- **What to do**
All of the data that follows should be retyped exactly, please, except the pictures.

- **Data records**
━━━━━━━━━━━━━━━━

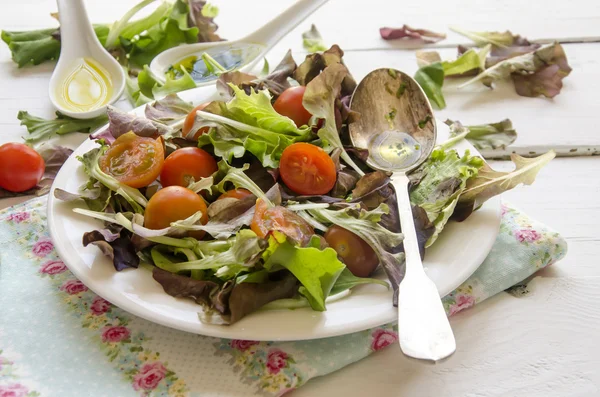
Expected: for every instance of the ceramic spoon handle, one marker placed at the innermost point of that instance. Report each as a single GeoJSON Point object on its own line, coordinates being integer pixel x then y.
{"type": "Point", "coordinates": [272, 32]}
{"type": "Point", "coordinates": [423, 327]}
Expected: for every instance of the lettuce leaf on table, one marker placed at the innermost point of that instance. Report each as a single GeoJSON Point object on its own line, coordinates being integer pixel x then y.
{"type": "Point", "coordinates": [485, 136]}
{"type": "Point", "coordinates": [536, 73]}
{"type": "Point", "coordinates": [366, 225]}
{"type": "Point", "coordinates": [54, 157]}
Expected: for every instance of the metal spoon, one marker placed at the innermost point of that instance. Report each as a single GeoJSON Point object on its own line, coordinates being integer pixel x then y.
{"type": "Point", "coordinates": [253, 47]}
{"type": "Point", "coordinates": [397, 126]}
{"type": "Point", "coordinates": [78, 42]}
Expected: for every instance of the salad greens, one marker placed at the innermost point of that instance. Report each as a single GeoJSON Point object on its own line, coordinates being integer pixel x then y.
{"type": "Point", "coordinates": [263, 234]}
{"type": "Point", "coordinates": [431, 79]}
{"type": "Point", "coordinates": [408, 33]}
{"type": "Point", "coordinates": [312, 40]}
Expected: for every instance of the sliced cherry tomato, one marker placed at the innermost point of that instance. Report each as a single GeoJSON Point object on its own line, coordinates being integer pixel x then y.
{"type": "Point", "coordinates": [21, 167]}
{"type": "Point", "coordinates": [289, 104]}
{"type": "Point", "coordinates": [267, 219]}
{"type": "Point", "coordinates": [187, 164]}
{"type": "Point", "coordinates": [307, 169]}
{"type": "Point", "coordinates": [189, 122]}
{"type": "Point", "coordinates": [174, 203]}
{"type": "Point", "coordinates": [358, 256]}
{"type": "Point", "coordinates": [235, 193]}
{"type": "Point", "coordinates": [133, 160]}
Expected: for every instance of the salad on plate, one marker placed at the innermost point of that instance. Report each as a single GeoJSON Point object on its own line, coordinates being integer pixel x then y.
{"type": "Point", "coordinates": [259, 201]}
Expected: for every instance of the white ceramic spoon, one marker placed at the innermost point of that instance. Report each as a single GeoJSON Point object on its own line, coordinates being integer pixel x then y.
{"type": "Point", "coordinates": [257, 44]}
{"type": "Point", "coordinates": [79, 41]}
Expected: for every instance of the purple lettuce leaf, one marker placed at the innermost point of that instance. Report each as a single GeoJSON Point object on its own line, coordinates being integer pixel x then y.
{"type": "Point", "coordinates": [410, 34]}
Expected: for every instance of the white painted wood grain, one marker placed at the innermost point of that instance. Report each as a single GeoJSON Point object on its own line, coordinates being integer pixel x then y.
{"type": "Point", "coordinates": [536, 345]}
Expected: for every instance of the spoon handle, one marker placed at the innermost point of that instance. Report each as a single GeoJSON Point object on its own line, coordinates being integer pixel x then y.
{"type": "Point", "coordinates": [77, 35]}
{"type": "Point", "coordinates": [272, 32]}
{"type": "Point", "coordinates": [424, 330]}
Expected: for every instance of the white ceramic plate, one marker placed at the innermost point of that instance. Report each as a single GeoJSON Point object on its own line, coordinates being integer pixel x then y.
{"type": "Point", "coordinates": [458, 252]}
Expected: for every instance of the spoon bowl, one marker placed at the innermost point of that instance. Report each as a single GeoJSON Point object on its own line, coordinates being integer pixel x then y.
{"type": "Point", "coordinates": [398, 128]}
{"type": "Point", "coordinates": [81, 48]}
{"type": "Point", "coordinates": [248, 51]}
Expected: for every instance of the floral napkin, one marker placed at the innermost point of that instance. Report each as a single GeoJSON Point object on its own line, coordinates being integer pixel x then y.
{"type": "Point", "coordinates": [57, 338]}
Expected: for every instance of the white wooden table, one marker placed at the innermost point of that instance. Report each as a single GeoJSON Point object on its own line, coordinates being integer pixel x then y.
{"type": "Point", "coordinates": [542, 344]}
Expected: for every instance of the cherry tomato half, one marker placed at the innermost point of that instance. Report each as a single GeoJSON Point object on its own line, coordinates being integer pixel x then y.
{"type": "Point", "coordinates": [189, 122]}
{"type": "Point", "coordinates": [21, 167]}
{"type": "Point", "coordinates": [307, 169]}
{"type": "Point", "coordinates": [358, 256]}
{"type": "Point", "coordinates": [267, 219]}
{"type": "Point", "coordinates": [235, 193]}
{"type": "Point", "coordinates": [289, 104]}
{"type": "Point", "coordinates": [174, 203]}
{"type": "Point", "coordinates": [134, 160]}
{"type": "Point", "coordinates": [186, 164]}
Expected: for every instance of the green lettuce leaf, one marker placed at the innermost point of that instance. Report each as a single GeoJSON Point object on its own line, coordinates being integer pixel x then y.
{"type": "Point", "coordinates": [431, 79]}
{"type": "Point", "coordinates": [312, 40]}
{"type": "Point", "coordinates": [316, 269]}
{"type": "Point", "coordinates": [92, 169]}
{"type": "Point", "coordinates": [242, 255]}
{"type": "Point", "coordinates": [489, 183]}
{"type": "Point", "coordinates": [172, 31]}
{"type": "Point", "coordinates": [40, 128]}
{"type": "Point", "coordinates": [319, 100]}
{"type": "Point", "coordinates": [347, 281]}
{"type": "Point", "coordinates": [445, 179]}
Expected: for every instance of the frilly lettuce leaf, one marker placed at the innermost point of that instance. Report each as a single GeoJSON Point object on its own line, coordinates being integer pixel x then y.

━━━━━━━━━━━━━━━━

- **Exercise answer**
Expected: for every instance of the ceramic spoon handle, one marker placed at the innermost point of that instance. Report each as a single GeoJSON Point object on its own line, coordinates being integer pixel x then y.
{"type": "Point", "coordinates": [272, 32]}
{"type": "Point", "coordinates": [423, 327]}
Expected: for every instance of the lettuce leaf on table, one marker placed at the innermost point of that instance. Report each as a single GeoJSON Point object on its own line, coordinates being integer pixel x then y.
{"type": "Point", "coordinates": [485, 136]}
{"type": "Point", "coordinates": [536, 73]}
{"type": "Point", "coordinates": [366, 225]}
{"type": "Point", "coordinates": [54, 157]}
Expected: for every instance of the metal spoon, one marker placed at the innermost point of that instance. Report each as a single GeoJSON Point object on its own line, coordinates being integer pixel x then y.
{"type": "Point", "coordinates": [253, 47]}
{"type": "Point", "coordinates": [397, 126]}
{"type": "Point", "coordinates": [78, 42]}
Expected: for every instance of the salad greens, one marker placed at the innermost point of that instance. Report each as a single GeoJSON Point object on its own line, coordinates being integer pixel x then y.
{"type": "Point", "coordinates": [263, 234]}
{"type": "Point", "coordinates": [431, 79]}
{"type": "Point", "coordinates": [408, 33]}
{"type": "Point", "coordinates": [312, 40]}
Expected: for every instance of the sliced cherry tomato, one marker placed at the innermost point of that instance. Report each as a single GeoJSON Point object on its own line, coordinates being integer pixel x then y.
{"type": "Point", "coordinates": [21, 167]}
{"type": "Point", "coordinates": [289, 104]}
{"type": "Point", "coordinates": [267, 219]}
{"type": "Point", "coordinates": [187, 164]}
{"type": "Point", "coordinates": [307, 169]}
{"type": "Point", "coordinates": [189, 122]}
{"type": "Point", "coordinates": [174, 203]}
{"type": "Point", "coordinates": [358, 256]}
{"type": "Point", "coordinates": [235, 193]}
{"type": "Point", "coordinates": [133, 160]}
Expected: for every instance of the salad on plate, one marker placed at the innermost point of that instance. Report each as a single GeoJSON Point object on its own line, coordinates being integer pixel x then y.
{"type": "Point", "coordinates": [259, 201]}
Expected: for every instance of the white ceramic spoon, one marker placed at the innermost point of that instance. Report each as a single GeoJSON Point object on its own line, coordinates being integer pixel x then y.
{"type": "Point", "coordinates": [257, 44]}
{"type": "Point", "coordinates": [79, 41]}
Expected: for every instance of the purple lettuce leaf, one marker placed at the innermost point of that instance. Report each as a single GeoJSON Point object on its own line, coordinates being integer pixel x then y.
{"type": "Point", "coordinates": [410, 34]}
Expected: for every instance of the white painted wood grain, one marker placed at the innermost point of that instance. Report each as a single GeoJSON Point object on its own line, coordinates being integer pixel x then y.
{"type": "Point", "coordinates": [536, 345]}
Expected: for every instance of the spoon handle, one marker placed at the innermost point of that instance. Report each as a single GeoJSON Point object on its own line, coordinates being integer pixel x then y.
{"type": "Point", "coordinates": [77, 35]}
{"type": "Point", "coordinates": [272, 32]}
{"type": "Point", "coordinates": [424, 330]}
Expected: for every instance of the white ceramic plate, one marker placed at the innermost point of that instance. Report each as a single GeoJSON Point object on its own line, coordinates being integer pixel x then y.
{"type": "Point", "coordinates": [458, 252]}
Expected: for every instance of the spoon bowl, one marker placed at the innermost point of that instance. Report each as a single GeoJSON Point object on its own line, coordinates being integer pixel x then y.
{"type": "Point", "coordinates": [398, 128]}
{"type": "Point", "coordinates": [81, 48]}
{"type": "Point", "coordinates": [248, 51]}
Expected: for every instance of the floral napkin, one marker placed at the innermost point of that instance. Report each as a single GeoJSON Point object on its own line, coordinates being integer pixel x then y.
{"type": "Point", "coordinates": [57, 338]}
Expected: for every instance of the white wooden table, one marker placed at the innermost point of that instance. Report each as a single GeoJSON Point object on its own line, coordinates being integer pixel x then y.
{"type": "Point", "coordinates": [542, 344]}
Expected: for every instance of the cherry tomato half, one marker placed at the innermost point of that instance. Report each as a single GeoJSON Point object on its own line, coordinates being integer pixel x then y.
{"type": "Point", "coordinates": [189, 122]}
{"type": "Point", "coordinates": [21, 167]}
{"type": "Point", "coordinates": [307, 169]}
{"type": "Point", "coordinates": [358, 256]}
{"type": "Point", "coordinates": [267, 219]}
{"type": "Point", "coordinates": [235, 193]}
{"type": "Point", "coordinates": [289, 104]}
{"type": "Point", "coordinates": [174, 203]}
{"type": "Point", "coordinates": [134, 160]}
{"type": "Point", "coordinates": [186, 164]}
Expected: for every instance of the green lettuce leaf, one marker placed at the innermost point of that instance. Report each as a single GeoJSON Point object on its own line, coordinates being integer pixel x then y.
{"type": "Point", "coordinates": [431, 79]}
{"type": "Point", "coordinates": [312, 40]}
{"type": "Point", "coordinates": [316, 269]}
{"type": "Point", "coordinates": [92, 169]}
{"type": "Point", "coordinates": [242, 255]}
{"type": "Point", "coordinates": [489, 183]}
{"type": "Point", "coordinates": [172, 31]}
{"type": "Point", "coordinates": [40, 128]}
{"type": "Point", "coordinates": [319, 100]}
{"type": "Point", "coordinates": [347, 281]}
{"type": "Point", "coordinates": [445, 179]}
Expected: for every instance of the frilly lettuce leaf, one marker placed at the innermost point of that instance. Report each as a single GeoJSON Point object on its own line, coordinates being integer pixel x then y.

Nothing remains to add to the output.